Location identification entries:

((

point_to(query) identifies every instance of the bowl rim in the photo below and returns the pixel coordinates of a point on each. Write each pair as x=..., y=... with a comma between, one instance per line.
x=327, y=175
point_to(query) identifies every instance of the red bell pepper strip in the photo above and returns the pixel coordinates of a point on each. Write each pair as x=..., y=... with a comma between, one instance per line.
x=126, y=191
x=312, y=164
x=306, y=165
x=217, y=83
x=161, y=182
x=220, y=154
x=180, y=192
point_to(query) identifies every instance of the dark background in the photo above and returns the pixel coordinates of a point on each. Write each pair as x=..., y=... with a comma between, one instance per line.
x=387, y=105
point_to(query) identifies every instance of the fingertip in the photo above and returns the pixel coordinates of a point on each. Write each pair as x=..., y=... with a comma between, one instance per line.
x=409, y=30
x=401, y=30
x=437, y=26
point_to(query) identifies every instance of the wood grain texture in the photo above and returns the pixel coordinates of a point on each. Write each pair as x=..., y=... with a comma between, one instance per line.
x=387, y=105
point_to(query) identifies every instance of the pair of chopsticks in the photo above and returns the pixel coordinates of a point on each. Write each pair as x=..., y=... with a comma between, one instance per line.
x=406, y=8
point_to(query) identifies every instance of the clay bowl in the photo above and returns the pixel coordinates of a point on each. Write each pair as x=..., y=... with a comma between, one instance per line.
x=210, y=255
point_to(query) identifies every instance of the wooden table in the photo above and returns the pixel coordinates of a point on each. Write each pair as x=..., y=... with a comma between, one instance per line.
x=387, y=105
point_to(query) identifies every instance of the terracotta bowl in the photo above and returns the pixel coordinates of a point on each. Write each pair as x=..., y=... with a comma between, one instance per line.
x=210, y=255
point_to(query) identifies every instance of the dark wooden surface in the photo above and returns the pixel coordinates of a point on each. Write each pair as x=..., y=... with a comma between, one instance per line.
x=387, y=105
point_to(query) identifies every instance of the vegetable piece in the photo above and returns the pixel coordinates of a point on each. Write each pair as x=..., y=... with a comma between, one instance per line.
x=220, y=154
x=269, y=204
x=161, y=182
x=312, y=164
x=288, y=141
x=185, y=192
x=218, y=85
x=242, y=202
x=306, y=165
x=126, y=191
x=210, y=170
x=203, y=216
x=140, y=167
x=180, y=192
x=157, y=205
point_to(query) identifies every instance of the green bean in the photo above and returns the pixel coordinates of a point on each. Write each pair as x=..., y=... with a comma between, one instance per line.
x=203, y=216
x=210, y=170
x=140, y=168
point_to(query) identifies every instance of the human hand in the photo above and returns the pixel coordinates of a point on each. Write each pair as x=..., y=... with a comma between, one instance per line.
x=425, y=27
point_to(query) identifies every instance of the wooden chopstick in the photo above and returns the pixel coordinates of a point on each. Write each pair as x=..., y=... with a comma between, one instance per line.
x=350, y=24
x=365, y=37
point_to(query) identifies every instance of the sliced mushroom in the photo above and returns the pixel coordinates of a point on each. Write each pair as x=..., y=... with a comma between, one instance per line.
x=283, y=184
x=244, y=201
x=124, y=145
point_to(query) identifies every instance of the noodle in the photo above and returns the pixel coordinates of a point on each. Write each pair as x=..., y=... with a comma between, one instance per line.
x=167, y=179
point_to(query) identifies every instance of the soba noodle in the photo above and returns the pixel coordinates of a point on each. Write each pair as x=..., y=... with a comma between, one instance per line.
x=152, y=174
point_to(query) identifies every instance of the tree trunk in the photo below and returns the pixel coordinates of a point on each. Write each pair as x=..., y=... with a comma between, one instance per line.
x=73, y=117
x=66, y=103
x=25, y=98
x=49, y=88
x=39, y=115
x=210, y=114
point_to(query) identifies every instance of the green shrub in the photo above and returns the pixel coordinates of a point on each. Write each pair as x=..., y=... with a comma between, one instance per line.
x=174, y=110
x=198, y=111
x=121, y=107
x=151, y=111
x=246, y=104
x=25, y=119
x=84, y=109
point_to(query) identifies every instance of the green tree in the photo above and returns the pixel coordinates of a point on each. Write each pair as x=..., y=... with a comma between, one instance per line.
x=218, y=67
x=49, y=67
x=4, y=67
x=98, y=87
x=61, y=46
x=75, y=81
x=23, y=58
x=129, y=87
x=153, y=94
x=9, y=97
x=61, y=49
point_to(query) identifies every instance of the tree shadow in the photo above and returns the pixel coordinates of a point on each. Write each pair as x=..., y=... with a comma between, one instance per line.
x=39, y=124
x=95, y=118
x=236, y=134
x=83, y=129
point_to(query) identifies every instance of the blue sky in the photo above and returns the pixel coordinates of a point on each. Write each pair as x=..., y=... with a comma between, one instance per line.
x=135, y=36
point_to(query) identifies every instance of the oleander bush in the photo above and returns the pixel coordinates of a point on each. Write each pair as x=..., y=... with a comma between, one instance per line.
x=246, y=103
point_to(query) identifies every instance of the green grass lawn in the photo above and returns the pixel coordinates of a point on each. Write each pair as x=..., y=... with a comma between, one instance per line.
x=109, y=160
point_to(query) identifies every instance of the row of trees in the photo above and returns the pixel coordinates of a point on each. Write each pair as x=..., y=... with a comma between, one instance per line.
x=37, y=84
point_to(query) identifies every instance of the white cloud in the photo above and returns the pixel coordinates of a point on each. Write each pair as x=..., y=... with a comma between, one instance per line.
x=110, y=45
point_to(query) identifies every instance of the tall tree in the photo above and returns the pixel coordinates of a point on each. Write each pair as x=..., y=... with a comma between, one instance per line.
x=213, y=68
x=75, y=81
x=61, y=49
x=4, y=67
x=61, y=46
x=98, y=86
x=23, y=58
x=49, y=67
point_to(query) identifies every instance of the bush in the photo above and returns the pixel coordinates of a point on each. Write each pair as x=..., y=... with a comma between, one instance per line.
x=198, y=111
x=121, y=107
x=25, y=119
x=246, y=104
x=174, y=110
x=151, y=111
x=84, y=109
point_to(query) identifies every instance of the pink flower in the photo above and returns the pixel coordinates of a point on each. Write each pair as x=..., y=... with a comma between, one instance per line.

))

● Work to complete: Rewrite all of the entries above as a numbered list, one line per item, and omit any blank lines.

● Correct output:
1. point_to(query) identifies every instance of the bowl rim in the photo below and returns the pixel coordinates of a point on each. Write each pair as x=..., y=... with a comma between, one instance per line.
2. x=327, y=175
3. point_to(query) identifies every instance of the red bell pepper strip in the photo above and returns the pixel coordinates of a point on each. Write each pair as x=..., y=... with a comma between, one instance per line.
4. x=126, y=191
5. x=312, y=164
6. x=306, y=165
7. x=217, y=83
8. x=161, y=182
9. x=220, y=154
10. x=180, y=192
11. point_to(query) identifies every instance of the dark background in the photo above and returns the pixel coordinates of a point on each. Write each pair as x=..., y=... with a comma between, one instance per line.
12. x=387, y=105
13. point_to(query) identifies every instance of the fingertip in the photo above and returns the pixel coordinates of a point on each. Write each pair as x=..., y=... with a comma between, one instance per line.
14. x=409, y=30
15. x=401, y=30
16. x=437, y=26
17. point_to(query) identifies every instance of the wood grain texture in the photo above and returns the pixel coordinates of a point on each. Write each pair as x=..., y=... with a comma between, one instance per line.
18. x=387, y=105
19. point_to(query) identifies every instance of the pair of chopsticks in the photo above and returns the pixel coordinates of a point on each. Write each pair as x=..., y=... with a comma between, one instance per line.
20. x=406, y=8
21. point_to(query) identifies every instance of the clay bowl in the photo above and returns the pixel coordinates of a point on each. Write each pair as x=..., y=... with a comma between, one instance per line.
22. x=210, y=255
23. point_to(query) identifies every instance of the wooden table in the photo above and returns the pixel coordinates of a point on each. Write each pair as x=..., y=... with a comma between, one instance per line.
24. x=387, y=105
25. point_to(query) identifies every instance of the terracotta bowl in the photo above and returns the pixel coordinates of a point on each. Write each pair as x=..., y=... with a comma between, one instance per line.
26. x=210, y=255
27. point_to(query) identifies every instance of the dark wooden surface in the photo above and returns the pixel coordinates of a point on each. Write each pair as x=..., y=... with a comma between, one instance per line.
28. x=387, y=105
29. point_to(query) identifies every instance of the vegetable piece in the photo above and returns the pixel coordinates of a point on each. Write each pair as x=..., y=... with a comma between, one instance per line.
30. x=220, y=154
31. x=269, y=204
32. x=161, y=182
33. x=312, y=164
34. x=288, y=141
35. x=185, y=192
36. x=218, y=85
37. x=242, y=202
38. x=306, y=165
39. x=126, y=191
40. x=210, y=170
41. x=203, y=216
42. x=140, y=167
43. x=180, y=192
44. x=157, y=205
45. point_to(query) identifies every instance of the green bean in the photo above and returns the pixel coordinates of a point on each. Write each pair as x=..., y=... with a comma between, one instance per line.
46. x=203, y=216
47. x=210, y=170
48. x=140, y=168
49. point_to(query) identifies every instance of the human hand in the photo above and returns the pixel coordinates of a point on each. Write each pair as x=..., y=... with a comma between, one instance per line.
50. x=425, y=27
51. point_to(query) identifies every instance of the wooden chopstick in the photo above and returns the pixel coordinates of a point on each. Write each pair as x=..., y=... with a comma between, one instance per line.
52. x=350, y=24
53. x=365, y=37
54. point_to(query) identifies every instance of the sliced mushroom in the photo above and returns the pixel coordinates of a point on each. Write each pair as x=..., y=... with a comma between, one instance per line.
55. x=283, y=184
56. x=244, y=201
57. x=124, y=145
58. point_to(query) identifies every instance of the noodle in the photo above and returns the pixel coordinates of a point on each. Write each pair as x=..., y=... with a comma between, one instance per line.
59. x=167, y=179
60. point_to(query) identifies every instance of the soba noodle in the photo above and returns the pixel coordinates of a point on each. Write each pair as x=..., y=... with a comma between, one instance per line.
61. x=152, y=174
62. point_to(query) identifies every instance of the tree trunk in the photo below and returns the pixel coordinates of a point on each. Write each pair as x=..., y=... with a comma between, one instance per line.
63. x=73, y=117
64. x=66, y=103
65. x=25, y=98
66. x=49, y=88
67. x=39, y=115
68. x=210, y=114
69. point_to(query) identifies every instance of the green shrub in the photo above and returns the pixel coordinates of a point on each. Write each pair as x=..., y=... with a comma between, one instance per line.
70. x=174, y=110
71. x=198, y=111
72. x=121, y=107
73. x=151, y=111
74. x=246, y=104
75. x=25, y=119
76. x=84, y=109
77. point_to(query) identifies every instance of the green tree in the photo above and returns the pixel coordinates of a point on each. Write each pair as x=..., y=... with a comma between, one instance per line.
78. x=218, y=67
79. x=49, y=67
80. x=4, y=67
81. x=98, y=87
82. x=61, y=46
83. x=75, y=81
84. x=23, y=58
85. x=129, y=87
86. x=153, y=94
87. x=9, y=97
88. x=61, y=49
89. point_to(query) identifies every instance of the tree shadow in the photo above and returns the pixel coordinates of a point on each. Write each pair as x=..., y=... with a comma between, one instance per line.
90. x=39, y=124
91. x=95, y=118
92. x=236, y=134
93. x=83, y=129
94. point_to(query) identifies every instance of the blue sky in the photo above and returns the pixel coordinates of a point on each. Write each pair as x=..., y=... with a comma between, one instance per line.
95. x=135, y=36
96. point_to(query) identifies every instance of the oleander bush in the photo above and returns the pixel coordinates of a point on each. Write each pair as x=..., y=... with a comma between, one instance per line.
97. x=246, y=103
98. point_to(query) identifies every instance of the green grass lawn in the photo above and returns the pixel coordinates of a point on each. Write each pair as x=..., y=... with a comma between, one instance per line.
99. x=109, y=160
100. point_to(query) identifies every instance of the row of trees in the photo above and returns the pixel coordinates of a point on each. Write each pair as x=..., y=... with a comma between, one instance per line.
101. x=37, y=84
102. point_to(query) identifies every instance of the white cloud in the photo above and returns the pixel coordinates of a point on each. Write each pair as x=..., y=... with a comma between, one instance per line.
103. x=110, y=45
104. point_to(query) identifies every instance of the tall tree in the photo above and returns the pixel coordinates of a point on each. Write each pair as x=..., y=... with a comma between, one instance per line.
105. x=213, y=68
106. x=75, y=81
107. x=61, y=49
108. x=4, y=67
109. x=61, y=46
110. x=98, y=86
111. x=23, y=58
112. x=49, y=67
113. point_to(query) identifies every instance of the bush in the photo above and returns the pixel coordinates of a point on each. Write each pair as x=..., y=... with a comma between, one instance per line.
114. x=198, y=111
115. x=121, y=107
116. x=25, y=119
117. x=246, y=104
118. x=174, y=110
119. x=151, y=111
120. x=84, y=109
121. point_to(query) identifies every instance of the pink flower in the photo above and returns the pixel coordinates of a point on each. Write each pair as x=..., y=... with a comma between, one instance per line.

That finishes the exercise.